[APPLY WHAT YOU READ]
(a) In the deepNF excerpt below, rewrite the paragraph beginning "Recent wide application of high-throughput experimental techniques" in a shorter form that keeps its main facts.
(b) According to the deepNF excerpt below, what is the name of the earlier method that combines protein networks to generate features for function prediction?
(c) Proceed with the deepNF excerpt below, continuing the text from after its last sentence.

[SELECTED EXCERPT]
==========

Recent wide application of high-throughput experimental techniques has provided complex high-dimensional complementary protein association data; the wide availability of this data has in turn driven a need for protein function prediction methods that can take advantage of this heterogeneous data. We present here, for the first time, a deep learning-based network fusion method, deepNF, for constructing a compact low-dimensional protein feature representation from a multitude of different networks types. These features allow us to use out-of-the-box machine learning classifiers such as SVMs to accurately annotate proteins with functional labels.

deepNF extracts features that are highly predictive of protein function, which is attributed to the fact that the method relies on a deep learning technique that can more accurately capture relevant protein features from the complex, non-linear interaction networks. However, Mashup, an innovative previous method that combines protein networks to generate features for function prediction, cannot extract features that have this quality.

==========

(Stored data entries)
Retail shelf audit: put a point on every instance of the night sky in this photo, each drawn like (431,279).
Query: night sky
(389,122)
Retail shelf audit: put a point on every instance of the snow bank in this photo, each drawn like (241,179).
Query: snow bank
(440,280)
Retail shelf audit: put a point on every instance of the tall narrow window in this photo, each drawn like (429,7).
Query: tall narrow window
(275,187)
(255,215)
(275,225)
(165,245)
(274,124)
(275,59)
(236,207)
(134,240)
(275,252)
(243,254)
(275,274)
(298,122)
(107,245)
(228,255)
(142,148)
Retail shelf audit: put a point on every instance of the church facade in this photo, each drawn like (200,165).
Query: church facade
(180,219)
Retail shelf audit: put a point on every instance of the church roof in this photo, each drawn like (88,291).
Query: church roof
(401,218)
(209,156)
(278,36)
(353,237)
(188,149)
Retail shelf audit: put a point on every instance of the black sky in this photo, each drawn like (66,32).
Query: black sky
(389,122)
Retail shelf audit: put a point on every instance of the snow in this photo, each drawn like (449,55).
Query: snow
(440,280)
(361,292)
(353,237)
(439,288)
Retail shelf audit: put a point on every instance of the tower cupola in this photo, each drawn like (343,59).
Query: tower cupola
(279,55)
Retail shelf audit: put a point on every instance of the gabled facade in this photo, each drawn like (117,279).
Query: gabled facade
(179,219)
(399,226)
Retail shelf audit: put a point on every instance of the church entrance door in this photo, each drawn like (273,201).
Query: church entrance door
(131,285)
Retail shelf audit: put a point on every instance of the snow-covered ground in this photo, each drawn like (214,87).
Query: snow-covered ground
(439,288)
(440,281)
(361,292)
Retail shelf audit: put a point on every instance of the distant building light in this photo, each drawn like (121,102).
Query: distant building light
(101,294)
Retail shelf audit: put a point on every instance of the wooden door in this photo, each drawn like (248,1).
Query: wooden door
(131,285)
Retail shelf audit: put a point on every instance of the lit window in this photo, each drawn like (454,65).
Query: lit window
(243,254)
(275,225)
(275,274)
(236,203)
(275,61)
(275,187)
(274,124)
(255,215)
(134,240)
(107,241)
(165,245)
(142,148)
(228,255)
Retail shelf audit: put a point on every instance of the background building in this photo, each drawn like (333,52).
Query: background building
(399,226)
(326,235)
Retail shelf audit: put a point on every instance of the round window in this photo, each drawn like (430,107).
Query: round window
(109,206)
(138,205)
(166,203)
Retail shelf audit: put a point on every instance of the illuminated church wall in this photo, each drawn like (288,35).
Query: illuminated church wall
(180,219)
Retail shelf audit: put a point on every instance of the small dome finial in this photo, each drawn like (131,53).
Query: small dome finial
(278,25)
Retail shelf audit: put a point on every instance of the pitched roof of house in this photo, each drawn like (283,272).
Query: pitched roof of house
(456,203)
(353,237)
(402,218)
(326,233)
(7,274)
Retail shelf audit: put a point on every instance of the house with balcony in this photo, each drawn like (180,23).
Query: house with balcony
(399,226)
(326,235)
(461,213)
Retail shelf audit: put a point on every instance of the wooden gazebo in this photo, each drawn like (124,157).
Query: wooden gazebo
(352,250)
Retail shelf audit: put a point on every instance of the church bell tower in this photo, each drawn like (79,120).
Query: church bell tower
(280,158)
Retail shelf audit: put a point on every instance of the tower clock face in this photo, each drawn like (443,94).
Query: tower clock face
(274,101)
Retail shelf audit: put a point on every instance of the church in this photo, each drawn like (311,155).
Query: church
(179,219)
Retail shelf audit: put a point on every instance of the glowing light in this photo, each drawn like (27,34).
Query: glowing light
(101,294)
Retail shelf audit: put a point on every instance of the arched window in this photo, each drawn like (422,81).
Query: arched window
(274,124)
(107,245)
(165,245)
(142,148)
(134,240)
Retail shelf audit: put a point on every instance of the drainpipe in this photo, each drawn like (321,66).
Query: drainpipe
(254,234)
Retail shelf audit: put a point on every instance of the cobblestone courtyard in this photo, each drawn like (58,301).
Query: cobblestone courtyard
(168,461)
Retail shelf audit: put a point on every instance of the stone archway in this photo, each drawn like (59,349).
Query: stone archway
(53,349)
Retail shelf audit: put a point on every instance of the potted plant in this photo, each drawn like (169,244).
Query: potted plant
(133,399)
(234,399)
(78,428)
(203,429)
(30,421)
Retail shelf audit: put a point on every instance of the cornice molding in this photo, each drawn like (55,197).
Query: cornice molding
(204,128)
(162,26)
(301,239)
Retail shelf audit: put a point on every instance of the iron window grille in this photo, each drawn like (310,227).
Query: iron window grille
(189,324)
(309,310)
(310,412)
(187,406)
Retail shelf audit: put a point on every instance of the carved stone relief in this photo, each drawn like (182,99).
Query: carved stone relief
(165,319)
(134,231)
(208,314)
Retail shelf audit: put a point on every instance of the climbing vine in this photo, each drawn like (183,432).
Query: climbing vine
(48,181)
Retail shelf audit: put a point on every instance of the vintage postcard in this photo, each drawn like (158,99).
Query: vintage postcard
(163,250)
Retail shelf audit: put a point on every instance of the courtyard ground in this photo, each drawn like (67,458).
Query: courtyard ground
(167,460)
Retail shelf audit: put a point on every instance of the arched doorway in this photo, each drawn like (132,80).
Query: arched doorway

==========

[ANSWERS BELOW]
(a) High-throughput experimental techniques have produced complex, high-dimensional, complementary protein association data. This has created a need for protein function prediction methods that can use such heterogeneous data. deepNF is introduced as the first deep learning-based network fusion method. It builds a compact, low-dimensional protein feature representation from many different network types. Standard machine learning classifiers such as SVMs can then use these features to accurately annotate proteins with functional labels.

(b) Mashup.

(c)
We present an extensive performance analysis comparing our method with competing protein function prediction methods. In addition to cross-validation, the analysis includes a temporal holdout validation evaluation similar to the measures in CAFA. Double-blind field-wide validation efforts (like CAFA) have demonstrated the utility of such temporal holdouts and established them as the most accepted way of performance comparison for protein function prediction methods. We show that deepNF outperforms previous methods (Mashup and GeneMANIA) in both human and yeast organisms, in multiple levels of specificity of GO and MIPS terms.

Given that the features generated by deepNF are task-independent, they can be used for other applications besides protein function prediction. Additionally, our method is not limited to only network integration: in future work, we hope to explore integrating other data types such as protein sequences and structures, represented as similarity networks, using our framework in order to make more accurate predictions of protein function.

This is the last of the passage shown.